The election was part of Kremlin strategy to give Chechens a sense of self-determination while keeping the republic inseparable from Russia. How it intends to find that balance is largely unclear.

Chechen President-elect Akhmad Kadyrov, whom the Kremlin appointed three years ago as its top civilian official here, is widely feared because of his personal security force that allegedly kills and rapes with impunity. Human rights groups say the election was a sham of cooked figures that vastly overstated Kadyrov's support.

Kadyrov says his first move once inaugurated Oct. 19 will be to form a commission to investigate "all the crimes that took place over the past 11 years."

The Kremlin meanwhile is promising to pour money into Chechnya -- some $470 million is earmarked to compensate Chechens for lost housing next year. But Grozny, where artillery ripped jagged chunks out of most apartment buildings, suggests much more money is needed.

Officials also vow to restore control of Chechnya's oil pipelines. Oil is the republic's most significant natural resource, but siphoning from the pipelines is widespread; many Chechens scrape out a living by brewing gasoline from the pilfered oil and selling it in jars by the roadside.

Most of Chechnya is stuck for the moment in a subsistence economy. Grozny residents trudge down alleys, skirting makeshift roadblocks of concrete chunks and derelict washing machines and stoves, to choose among the thin selection at markets of tilting, unpainted wooden stalls.

Potentially rich farmland lies fallow and shattered factories are topped with machine gun nests.

In eastern Chechnya, where the wars have been less fierce, life occasionally appears placid, what someone from the West might call "normal." But that impression rarely lasts.

Near Kadyrov's hometown of Tsentoroi, two cows grazed by a sylvan stream, their tails flicking lazily. Behind them, a Russian soldier scoured the field for mines, swinging his detector at the same pace as the tails.

- **TASK BRIEF**: Reproduce the passage from the Chechnya election text between "Kadyrov says his" and "by the roadside.", inclusive.

- **STORED RECORDS**:
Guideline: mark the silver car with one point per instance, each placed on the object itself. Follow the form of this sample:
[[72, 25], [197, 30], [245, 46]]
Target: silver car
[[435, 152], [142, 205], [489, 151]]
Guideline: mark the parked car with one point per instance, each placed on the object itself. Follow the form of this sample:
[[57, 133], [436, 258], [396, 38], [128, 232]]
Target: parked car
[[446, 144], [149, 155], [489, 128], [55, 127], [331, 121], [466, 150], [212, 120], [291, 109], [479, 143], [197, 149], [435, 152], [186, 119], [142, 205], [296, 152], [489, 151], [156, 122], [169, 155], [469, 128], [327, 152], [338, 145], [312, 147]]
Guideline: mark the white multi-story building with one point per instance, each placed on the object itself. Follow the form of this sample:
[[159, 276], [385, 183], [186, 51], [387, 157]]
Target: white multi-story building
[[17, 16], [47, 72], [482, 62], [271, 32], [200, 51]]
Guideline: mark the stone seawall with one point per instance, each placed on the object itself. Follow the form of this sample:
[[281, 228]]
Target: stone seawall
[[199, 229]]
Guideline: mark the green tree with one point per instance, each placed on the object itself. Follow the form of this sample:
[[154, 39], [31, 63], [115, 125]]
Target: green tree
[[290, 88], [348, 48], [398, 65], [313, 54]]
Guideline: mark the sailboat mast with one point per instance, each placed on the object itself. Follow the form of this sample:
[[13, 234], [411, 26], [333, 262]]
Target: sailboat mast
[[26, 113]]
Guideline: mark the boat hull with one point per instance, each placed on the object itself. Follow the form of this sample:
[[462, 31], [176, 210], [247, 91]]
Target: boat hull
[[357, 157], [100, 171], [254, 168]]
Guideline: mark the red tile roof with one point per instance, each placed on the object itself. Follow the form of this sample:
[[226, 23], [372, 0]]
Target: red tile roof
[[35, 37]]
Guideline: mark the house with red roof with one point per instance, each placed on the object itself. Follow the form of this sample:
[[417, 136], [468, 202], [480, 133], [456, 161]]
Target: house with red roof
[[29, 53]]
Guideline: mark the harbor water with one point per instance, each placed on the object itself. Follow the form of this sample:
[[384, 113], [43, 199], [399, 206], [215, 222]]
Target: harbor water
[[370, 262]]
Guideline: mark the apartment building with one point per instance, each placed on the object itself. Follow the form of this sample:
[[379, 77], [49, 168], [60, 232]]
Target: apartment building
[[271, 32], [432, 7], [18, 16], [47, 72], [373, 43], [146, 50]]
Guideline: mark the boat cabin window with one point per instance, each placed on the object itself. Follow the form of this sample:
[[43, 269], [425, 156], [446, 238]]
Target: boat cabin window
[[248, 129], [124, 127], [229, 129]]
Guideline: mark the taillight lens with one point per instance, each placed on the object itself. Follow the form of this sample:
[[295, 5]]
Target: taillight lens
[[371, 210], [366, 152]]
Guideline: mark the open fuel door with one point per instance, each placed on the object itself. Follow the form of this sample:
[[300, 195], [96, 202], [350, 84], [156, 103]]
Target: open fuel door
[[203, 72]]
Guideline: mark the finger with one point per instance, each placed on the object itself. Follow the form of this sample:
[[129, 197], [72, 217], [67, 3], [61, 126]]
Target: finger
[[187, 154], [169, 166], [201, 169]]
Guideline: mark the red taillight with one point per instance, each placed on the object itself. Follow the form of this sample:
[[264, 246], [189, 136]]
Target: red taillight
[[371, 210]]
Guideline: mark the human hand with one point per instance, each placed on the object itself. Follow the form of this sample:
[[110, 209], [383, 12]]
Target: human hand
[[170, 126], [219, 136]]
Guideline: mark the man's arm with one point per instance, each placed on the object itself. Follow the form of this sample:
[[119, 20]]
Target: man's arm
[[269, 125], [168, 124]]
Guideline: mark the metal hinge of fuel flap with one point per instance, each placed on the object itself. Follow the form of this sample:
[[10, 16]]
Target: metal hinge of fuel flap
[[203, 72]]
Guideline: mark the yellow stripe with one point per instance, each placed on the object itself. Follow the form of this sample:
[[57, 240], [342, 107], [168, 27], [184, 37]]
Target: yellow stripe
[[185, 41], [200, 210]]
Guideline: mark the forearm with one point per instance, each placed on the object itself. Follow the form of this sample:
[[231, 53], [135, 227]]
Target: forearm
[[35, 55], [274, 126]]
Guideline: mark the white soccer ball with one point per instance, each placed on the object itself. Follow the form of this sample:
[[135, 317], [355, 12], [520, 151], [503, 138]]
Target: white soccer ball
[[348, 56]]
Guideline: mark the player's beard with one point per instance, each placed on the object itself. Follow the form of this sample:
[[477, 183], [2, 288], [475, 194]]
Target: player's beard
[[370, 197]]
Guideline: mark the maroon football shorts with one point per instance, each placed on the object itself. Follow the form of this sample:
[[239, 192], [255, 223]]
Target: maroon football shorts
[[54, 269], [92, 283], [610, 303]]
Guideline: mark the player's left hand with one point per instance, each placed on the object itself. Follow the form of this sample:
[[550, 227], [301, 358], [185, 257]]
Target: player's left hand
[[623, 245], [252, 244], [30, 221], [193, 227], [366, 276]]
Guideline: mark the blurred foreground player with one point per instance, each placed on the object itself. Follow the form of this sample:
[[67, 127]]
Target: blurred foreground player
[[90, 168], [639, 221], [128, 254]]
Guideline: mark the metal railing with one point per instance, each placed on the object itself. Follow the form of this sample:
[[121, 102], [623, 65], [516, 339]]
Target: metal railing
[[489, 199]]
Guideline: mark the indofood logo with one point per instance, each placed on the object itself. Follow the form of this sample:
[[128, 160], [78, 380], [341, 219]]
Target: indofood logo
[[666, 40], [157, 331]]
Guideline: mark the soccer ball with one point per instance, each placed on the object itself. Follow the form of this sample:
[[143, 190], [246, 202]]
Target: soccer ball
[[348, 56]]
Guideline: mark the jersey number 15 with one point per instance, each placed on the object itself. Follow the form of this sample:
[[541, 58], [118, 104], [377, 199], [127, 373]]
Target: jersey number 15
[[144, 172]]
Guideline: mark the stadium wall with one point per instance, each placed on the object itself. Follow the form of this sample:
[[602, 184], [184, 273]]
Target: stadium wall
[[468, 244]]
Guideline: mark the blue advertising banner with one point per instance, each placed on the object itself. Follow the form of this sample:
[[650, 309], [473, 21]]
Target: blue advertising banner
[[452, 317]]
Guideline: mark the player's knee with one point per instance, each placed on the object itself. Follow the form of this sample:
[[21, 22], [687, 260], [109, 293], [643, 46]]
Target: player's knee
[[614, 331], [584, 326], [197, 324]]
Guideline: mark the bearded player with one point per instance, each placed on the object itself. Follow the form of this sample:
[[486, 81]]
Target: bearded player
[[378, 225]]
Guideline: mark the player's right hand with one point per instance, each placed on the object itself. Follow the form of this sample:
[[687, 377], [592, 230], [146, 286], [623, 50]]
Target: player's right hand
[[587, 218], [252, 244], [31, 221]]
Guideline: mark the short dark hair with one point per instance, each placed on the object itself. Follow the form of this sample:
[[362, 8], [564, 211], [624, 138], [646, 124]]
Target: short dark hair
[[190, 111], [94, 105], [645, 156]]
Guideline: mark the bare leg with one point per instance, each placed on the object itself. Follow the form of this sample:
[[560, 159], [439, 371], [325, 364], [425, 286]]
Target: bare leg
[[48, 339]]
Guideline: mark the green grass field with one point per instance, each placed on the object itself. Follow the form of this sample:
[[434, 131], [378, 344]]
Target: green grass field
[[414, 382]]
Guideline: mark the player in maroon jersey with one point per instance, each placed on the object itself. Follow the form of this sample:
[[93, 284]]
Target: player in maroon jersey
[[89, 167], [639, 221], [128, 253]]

- **SOLUTION**:
Kadyrov says his first move once inaugurated Oct. 19 will be to form a commission to investigate "all the crimes that took place over the past 11 years."

The Kremlin meanwhile is promising to pour money into Chechnya -- some $470 million is earmarked to compensate Chechens for lost housing next year. But Grozny, where artillery ripped jagged chunks out of most apartment buildings, suggests much more money is needed.

Officials also vow to restore control of Chechnya's oil pipelines. Oil is the republic's most significant natural resource, but siphoning from the pipelines is widespread; many Chechens scrape out a living by brewing gasoline from the pilfered oil and selling it in jars by the roadside.